__The data__:

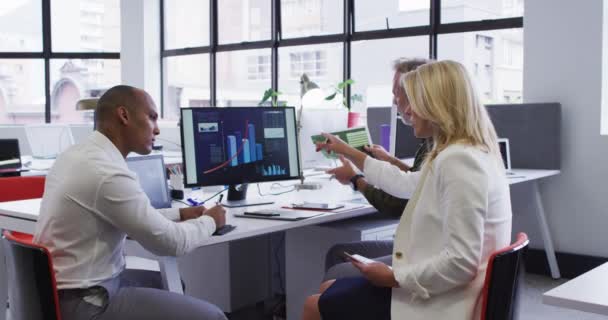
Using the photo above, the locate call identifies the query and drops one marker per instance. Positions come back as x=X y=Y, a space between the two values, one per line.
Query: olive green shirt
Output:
x=386 y=203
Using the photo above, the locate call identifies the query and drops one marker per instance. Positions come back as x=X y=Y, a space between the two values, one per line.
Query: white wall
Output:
x=140 y=45
x=563 y=63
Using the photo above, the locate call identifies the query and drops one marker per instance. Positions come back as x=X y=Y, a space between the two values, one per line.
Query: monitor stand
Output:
x=236 y=198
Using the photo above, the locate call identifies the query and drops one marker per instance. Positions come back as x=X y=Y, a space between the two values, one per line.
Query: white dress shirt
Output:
x=445 y=237
x=91 y=202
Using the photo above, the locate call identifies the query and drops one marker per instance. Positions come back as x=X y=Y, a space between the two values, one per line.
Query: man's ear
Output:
x=123 y=115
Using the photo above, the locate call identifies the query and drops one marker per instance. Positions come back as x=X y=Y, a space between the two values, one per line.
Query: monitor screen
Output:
x=10 y=157
x=152 y=177
x=236 y=145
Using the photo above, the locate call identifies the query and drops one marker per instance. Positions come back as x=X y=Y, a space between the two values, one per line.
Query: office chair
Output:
x=32 y=286
x=21 y=188
x=503 y=275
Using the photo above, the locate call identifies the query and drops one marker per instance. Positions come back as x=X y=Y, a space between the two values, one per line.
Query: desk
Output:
x=22 y=216
x=586 y=292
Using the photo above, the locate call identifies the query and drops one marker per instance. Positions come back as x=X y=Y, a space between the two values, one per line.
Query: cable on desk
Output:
x=181 y=201
x=274 y=194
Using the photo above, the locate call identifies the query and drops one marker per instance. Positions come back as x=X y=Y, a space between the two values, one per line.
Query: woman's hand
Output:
x=334 y=144
x=378 y=152
x=377 y=273
x=344 y=173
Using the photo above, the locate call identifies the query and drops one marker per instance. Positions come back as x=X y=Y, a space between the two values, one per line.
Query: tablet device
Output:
x=357 y=138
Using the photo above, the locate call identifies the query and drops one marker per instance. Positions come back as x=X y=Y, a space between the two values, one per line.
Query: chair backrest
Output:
x=21 y=188
x=32 y=287
x=503 y=275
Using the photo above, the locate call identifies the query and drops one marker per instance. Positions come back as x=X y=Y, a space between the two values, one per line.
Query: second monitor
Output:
x=238 y=145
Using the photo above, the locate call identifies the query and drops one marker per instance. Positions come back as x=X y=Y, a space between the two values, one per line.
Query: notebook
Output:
x=10 y=157
x=151 y=174
x=279 y=214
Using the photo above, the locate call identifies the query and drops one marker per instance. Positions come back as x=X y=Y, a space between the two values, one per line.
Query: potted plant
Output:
x=272 y=95
x=353 y=117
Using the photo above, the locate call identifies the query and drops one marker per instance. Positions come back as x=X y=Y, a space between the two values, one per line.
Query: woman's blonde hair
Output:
x=442 y=92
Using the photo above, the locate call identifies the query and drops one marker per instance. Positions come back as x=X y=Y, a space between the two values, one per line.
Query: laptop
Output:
x=152 y=177
x=10 y=156
x=503 y=144
x=47 y=141
x=279 y=214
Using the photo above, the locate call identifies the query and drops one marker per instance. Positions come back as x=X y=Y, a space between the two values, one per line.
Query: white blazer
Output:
x=445 y=236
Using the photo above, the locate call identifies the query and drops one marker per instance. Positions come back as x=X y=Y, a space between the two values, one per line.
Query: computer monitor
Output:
x=313 y=122
x=503 y=144
x=152 y=177
x=10 y=157
x=239 y=145
x=47 y=141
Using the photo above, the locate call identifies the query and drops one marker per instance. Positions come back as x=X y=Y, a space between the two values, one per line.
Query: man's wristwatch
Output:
x=354 y=179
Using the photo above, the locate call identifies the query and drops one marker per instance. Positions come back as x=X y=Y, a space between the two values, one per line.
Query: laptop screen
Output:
x=152 y=177
x=10 y=157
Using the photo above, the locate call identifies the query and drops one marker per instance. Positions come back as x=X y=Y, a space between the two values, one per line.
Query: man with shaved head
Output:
x=92 y=201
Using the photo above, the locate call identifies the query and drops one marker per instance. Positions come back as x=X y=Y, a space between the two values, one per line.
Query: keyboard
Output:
x=223 y=230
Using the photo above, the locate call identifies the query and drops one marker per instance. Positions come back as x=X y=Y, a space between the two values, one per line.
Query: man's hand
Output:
x=344 y=173
x=191 y=213
x=377 y=273
x=378 y=152
x=218 y=213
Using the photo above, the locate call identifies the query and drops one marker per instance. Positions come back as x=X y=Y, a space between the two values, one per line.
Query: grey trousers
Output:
x=135 y=294
x=336 y=266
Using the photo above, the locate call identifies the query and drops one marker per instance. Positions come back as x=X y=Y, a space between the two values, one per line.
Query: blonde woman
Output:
x=459 y=210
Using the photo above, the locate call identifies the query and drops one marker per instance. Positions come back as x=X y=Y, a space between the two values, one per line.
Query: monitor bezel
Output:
x=269 y=179
x=141 y=157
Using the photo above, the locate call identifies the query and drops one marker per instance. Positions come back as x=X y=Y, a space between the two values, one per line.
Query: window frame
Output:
x=349 y=34
x=47 y=54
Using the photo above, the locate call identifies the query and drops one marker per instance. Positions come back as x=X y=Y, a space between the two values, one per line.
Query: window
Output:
x=234 y=87
x=374 y=77
x=181 y=30
x=258 y=67
x=186 y=83
x=495 y=76
x=75 y=79
x=243 y=20
x=474 y=10
x=87 y=31
x=303 y=18
x=322 y=64
x=312 y=63
x=390 y=14
x=21 y=91
x=310 y=38
x=21 y=26
x=85 y=25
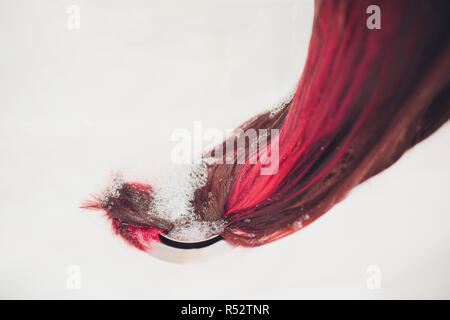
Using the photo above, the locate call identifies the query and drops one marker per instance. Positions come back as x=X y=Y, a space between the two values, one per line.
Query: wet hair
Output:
x=365 y=97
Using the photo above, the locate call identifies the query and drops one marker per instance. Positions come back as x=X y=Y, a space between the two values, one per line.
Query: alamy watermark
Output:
x=249 y=146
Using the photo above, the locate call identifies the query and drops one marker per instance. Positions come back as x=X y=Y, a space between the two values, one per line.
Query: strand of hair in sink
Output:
x=365 y=97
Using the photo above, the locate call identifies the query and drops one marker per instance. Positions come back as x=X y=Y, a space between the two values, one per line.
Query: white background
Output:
x=76 y=105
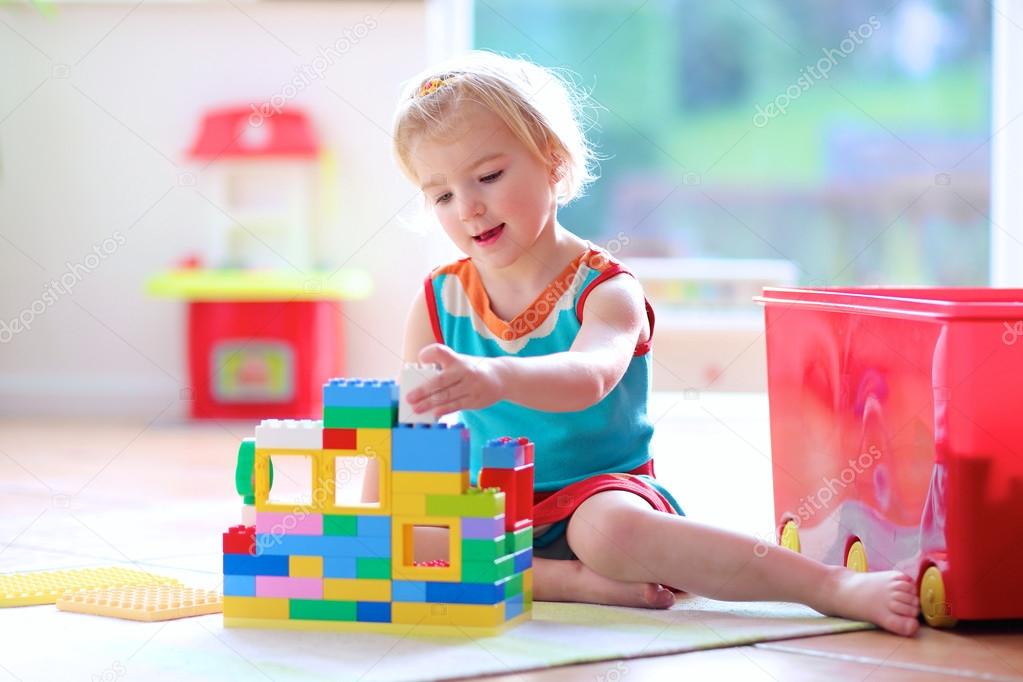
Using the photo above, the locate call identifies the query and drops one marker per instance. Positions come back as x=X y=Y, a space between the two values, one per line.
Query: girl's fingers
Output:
x=450 y=406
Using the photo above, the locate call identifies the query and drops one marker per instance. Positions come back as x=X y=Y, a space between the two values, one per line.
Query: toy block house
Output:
x=340 y=504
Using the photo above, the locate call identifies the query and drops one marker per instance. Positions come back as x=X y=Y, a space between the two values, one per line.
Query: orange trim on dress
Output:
x=526 y=321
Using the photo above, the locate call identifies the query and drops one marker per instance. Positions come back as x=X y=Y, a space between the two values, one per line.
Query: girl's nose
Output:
x=472 y=210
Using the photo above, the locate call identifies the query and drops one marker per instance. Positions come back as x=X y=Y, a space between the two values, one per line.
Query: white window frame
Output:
x=1007 y=144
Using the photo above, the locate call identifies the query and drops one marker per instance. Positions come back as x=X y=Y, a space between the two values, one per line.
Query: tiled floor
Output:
x=77 y=493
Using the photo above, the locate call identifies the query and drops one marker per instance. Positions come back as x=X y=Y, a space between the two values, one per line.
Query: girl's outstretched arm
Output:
x=613 y=321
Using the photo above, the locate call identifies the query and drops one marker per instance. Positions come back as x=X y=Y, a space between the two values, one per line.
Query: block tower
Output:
x=321 y=560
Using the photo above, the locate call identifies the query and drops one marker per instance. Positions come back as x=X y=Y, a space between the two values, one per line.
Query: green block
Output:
x=513 y=586
x=474 y=502
x=483 y=550
x=518 y=541
x=487 y=572
x=372 y=567
x=340 y=525
x=321 y=609
x=359 y=417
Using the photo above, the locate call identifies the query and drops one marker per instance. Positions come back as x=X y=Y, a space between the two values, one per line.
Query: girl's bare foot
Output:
x=572 y=581
x=887 y=598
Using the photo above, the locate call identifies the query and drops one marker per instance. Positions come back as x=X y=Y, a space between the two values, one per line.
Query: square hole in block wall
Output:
x=428 y=544
x=356 y=482
x=293 y=480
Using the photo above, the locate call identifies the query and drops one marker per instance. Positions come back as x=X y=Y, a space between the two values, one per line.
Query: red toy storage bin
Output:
x=262 y=359
x=896 y=418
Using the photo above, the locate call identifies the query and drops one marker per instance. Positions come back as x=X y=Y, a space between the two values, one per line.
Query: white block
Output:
x=412 y=376
x=293 y=434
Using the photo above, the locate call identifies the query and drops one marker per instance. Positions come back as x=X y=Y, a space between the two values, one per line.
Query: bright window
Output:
x=848 y=139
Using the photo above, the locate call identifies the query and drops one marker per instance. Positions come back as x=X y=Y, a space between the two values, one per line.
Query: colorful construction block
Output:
x=359 y=393
x=340 y=439
x=412 y=376
x=44 y=587
x=359 y=417
x=147 y=602
x=240 y=540
x=475 y=502
x=430 y=448
x=290 y=434
x=328 y=560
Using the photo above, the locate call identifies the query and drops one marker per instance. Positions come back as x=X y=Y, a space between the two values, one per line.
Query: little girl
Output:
x=541 y=333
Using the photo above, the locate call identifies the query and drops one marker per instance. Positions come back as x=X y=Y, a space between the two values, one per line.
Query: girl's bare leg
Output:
x=618 y=535
x=556 y=580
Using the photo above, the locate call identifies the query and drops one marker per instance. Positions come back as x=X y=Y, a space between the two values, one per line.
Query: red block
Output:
x=528 y=448
x=339 y=439
x=240 y=540
x=518 y=487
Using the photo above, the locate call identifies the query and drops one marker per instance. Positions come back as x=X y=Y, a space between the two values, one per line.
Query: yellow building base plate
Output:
x=383 y=628
x=146 y=602
x=44 y=587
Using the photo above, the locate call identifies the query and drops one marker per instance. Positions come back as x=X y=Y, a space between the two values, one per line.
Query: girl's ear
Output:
x=557 y=168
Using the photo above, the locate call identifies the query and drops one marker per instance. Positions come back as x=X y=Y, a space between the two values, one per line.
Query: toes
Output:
x=659 y=597
x=903 y=608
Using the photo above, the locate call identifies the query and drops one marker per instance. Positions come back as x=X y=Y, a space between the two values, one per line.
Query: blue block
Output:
x=408 y=590
x=464 y=593
x=437 y=448
x=321 y=545
x=372 y=527
x=523 y=559
x=359 y=393
x=514 y=606
x=340 y=566
x=243 y=564
x=372 y=611
x=239 y=586
x=500 y=454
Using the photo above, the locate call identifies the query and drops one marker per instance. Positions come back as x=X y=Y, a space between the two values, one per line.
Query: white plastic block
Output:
x=412 y=376
x=297 y=434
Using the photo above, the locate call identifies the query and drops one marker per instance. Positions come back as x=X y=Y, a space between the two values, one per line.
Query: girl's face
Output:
x=490 y=193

__Task directions__: Find the lines in the entries above where "green" occurs, and copy each of them.

__Answer to the problem__:
Query: olive green shirt
Query: green block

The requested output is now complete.